§ **Assigned task**
The response should be the records below, repeated exactly, with each picture left out.

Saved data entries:
──────────────────────────────
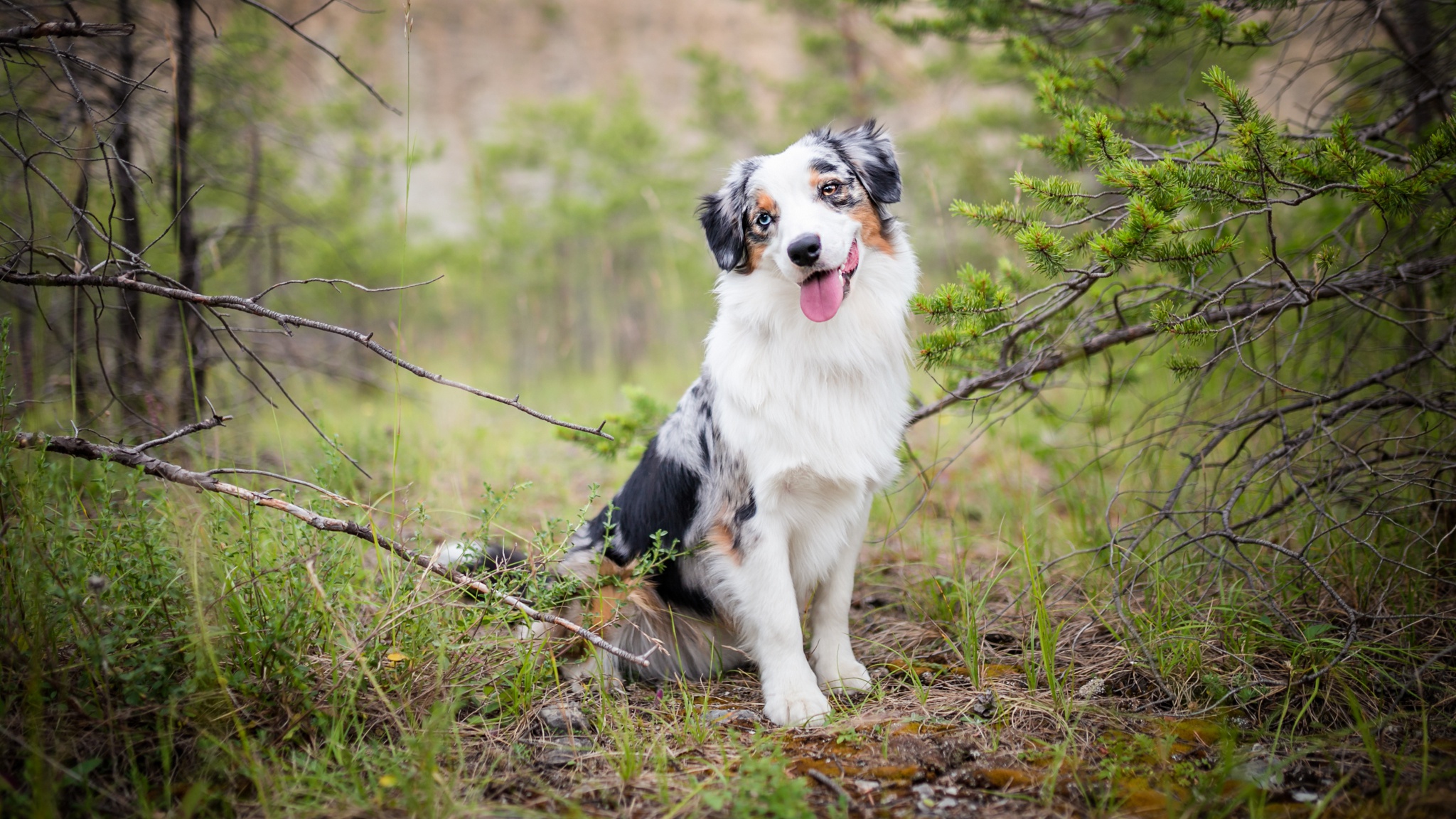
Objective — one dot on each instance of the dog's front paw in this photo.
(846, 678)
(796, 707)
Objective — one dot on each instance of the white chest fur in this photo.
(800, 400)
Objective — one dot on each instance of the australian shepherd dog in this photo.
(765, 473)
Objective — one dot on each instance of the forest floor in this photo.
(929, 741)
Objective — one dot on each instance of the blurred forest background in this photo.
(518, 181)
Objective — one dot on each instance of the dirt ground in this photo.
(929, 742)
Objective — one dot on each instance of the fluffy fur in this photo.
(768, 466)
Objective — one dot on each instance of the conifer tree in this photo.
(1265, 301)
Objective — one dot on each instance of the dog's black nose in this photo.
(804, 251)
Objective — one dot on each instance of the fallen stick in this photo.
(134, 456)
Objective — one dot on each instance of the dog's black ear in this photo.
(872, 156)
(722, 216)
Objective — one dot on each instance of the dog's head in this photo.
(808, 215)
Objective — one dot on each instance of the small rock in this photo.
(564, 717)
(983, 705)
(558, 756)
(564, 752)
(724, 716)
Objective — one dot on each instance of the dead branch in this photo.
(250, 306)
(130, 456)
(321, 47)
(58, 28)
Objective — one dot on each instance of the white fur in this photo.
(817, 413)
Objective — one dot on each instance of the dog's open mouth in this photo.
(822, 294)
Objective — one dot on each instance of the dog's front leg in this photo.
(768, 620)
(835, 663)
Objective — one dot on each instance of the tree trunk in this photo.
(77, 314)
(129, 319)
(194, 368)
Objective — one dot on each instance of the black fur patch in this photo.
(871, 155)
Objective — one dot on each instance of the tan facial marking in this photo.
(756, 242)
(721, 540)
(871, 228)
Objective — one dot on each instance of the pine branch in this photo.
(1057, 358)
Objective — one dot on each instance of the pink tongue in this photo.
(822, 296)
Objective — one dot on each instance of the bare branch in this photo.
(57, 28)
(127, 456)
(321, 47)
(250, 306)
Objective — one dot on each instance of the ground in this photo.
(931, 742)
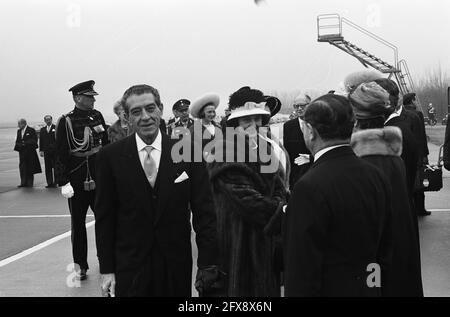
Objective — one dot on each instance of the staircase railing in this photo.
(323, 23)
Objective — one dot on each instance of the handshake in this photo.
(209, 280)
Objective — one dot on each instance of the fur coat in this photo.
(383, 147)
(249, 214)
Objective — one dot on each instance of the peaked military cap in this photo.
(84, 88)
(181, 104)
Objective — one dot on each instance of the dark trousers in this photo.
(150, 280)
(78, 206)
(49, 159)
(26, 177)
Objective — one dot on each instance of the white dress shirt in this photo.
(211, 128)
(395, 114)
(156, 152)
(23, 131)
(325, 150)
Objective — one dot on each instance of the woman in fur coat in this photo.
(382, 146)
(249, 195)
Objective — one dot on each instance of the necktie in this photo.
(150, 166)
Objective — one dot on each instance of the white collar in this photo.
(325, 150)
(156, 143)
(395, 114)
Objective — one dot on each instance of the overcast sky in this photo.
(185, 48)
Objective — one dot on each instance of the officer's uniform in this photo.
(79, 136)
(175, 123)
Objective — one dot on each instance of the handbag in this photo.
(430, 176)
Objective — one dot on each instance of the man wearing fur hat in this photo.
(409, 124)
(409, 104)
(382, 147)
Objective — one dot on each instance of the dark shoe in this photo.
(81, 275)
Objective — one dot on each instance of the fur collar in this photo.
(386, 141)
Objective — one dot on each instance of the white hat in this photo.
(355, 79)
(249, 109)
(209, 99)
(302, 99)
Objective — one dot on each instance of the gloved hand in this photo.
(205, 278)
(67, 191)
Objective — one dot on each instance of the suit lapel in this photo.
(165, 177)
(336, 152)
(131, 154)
──────────────────────────────
§ **Answer to the problem**
Objective — one dot on each instance of the dog's front paw in this photo.
(846, 678)
(796, 707)
Objective — one dot on each instance of the white chest fur in this photo.
(800, 400)
Objective — one dot on each instance of the australian shepherd dog in this photo.
(765, 473)
Objective — one dot on each instance of the forest floor in this photo.
(929, 741)
Objective — one dot on each instance of the blurred forest background in this photo.
(518, 181)
Objective — one dot on each instance of the dirt ground in this photo.
(929, 742)
Objective — one dot on each instance of the fluffy fur in this photo.
(768, 466)
Objective — one dot on each instance of the conifer tree in this photo.
(1265, 301)
Objective — one dot on each instance of the dog's black nose in this photo.
(804, 251)
Objective — one dot on each instance of the fallen stick in this photo.
(134, 456)
Objective — one dot on each instance of the dog's black ear in this photo.
(872, 156)
(722, 216)
Objective — one dot on each instance of the dog's head in this photo.
(808, 215)
Objective — one dot on each instance of the small rock in this photo.
(564, 717)
(983, 705)
(558, 756)
(564, 752)
(724, 716)
Objective — one dot on each instance of the dead branch in this photo.
(250, 306)
(130, 456)
(321, 47)
(58, 28)
Objective — one dot on each instance of the white fur in this photo.
(817, 413)
Objective — one dot on each instance of the dog's open mouth in this photo.
(822, 294)
Objective — one dot on each instance of the dog's front leg in this photo.
(768, 620)
(835, 663)
Objective — one dot on each instance of the tree trunk in this photo.
(77, 314)
(129, 319)
(194, 368)
Objective — one dot on each instance of the black fur patch in this photo.
(871, 155)
Objective — one dot on each instance of the tan facial marking in this photo.
(756, 242)
(721, 540)
(871, 228)
Objective — one dot on each instance of the pine branch in this photo.
(1057, 358)
Objective — one dot on each instance of the pink tongue in this photo.
(822, 296)
Objective — one dot on each instance of the bare branch in this photo.
(57, 28)
(127, 456)
(321, 47)
(250, 306)
Objective — one dot on each instance of the ground in this photo.
(931, 742)
Objective — one dot on each instance of the staircase railing in this photo.
(323, 23)
Objective — one dot on each instance of the handshake in this photo.
(209, 280)
Objective — one dot on each instance of the fur coat in this photo.
(383, 147)
(249, 214)
Objective — one dot on each instance of the peaked military cap in this photo.
(84, 88)
(181, 104)
Objective — one dot on each instance of the dark trousers in this photo.
(150, 280)
(78, 206)
(49, 159)
(26, 177)
Objective — one dot on each instance of the white dress shirt in this photo.
(211, 128)
(395, 114)
(156, 152)
(23, 131)
(325, 150)
Objective — one dot on each instance of the woman in fur coat in this photo.
(382, 146)
(249, 195)
Objective — one dot on each instance of the necktie in this photo.
(150, 166)
Objective — one dot on each instance of the white collar in this photo.
(325, 150)
(156, 143)
(395, 114)
Objective — one dot on each instance of the overcast sky in this photo.
(185, 48)
Objective — one dot on each instance of the officer's uniform in this photo.
(79, 136)
(175, 123)
Objective — one dot on each instance of the handbag in this photo.
(430, 176)
Objective — one dot on each instance of the man wearing fur hat in this photo.
(409, 124)
(409, 104)
(382, 147)
Objective — one dot on each instance of the dark shoe in this photo.
(81, 275)
Objective — one dot on each instance of the fur collar in this photo.
(386, 141)
Objective — one dot on each instance of the white hat in this photo.
(355, 79)
(249, 109)
(209, 99)
(302, 99)
Objective — one dot on each instance of the gloved hand in this photo.
(205, 278)
(67, 191)
Objective — one dot on each instance of the suit lapel in this photo.
(165, 177)
(336, 152)
(131, 154)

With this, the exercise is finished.